# Assigned task
Check each line below for the word "table", and copy those that have it.

==== Supplied entries

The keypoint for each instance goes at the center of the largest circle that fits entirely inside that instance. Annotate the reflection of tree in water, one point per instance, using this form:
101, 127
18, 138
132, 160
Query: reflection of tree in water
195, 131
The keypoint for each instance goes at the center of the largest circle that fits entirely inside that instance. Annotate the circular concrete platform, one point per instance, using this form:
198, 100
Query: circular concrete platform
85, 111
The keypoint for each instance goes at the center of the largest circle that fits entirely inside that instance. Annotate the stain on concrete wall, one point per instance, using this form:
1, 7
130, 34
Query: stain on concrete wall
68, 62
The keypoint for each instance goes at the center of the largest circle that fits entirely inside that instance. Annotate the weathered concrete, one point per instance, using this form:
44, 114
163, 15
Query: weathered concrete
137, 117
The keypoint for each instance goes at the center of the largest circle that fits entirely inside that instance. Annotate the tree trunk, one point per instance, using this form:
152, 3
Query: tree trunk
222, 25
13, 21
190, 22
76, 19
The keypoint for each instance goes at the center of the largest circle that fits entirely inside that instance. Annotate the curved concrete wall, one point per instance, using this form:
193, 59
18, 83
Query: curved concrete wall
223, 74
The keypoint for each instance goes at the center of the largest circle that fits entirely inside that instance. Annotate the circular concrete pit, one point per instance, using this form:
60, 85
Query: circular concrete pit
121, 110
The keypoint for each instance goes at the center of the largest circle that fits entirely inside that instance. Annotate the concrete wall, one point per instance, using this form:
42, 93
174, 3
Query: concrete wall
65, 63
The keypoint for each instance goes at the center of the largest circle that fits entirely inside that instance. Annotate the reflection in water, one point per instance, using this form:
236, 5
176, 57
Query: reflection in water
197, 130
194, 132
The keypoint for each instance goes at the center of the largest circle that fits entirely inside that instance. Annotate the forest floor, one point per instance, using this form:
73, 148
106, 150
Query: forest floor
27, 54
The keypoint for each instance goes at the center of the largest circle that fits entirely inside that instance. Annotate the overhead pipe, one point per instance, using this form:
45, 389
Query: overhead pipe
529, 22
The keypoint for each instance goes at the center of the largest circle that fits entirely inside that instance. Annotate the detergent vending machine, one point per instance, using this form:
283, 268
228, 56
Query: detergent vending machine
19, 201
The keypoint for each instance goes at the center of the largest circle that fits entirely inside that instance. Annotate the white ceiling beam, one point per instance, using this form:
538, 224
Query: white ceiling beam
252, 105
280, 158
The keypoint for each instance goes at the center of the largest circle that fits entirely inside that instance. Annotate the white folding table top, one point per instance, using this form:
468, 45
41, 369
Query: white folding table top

========

# Answer to the exercise
The keypoint for each instance goes at the center of the largest circle that fits entirely inside that instance. Annotate the white folding table top, one point per instance, using this form:
Query: white folding table top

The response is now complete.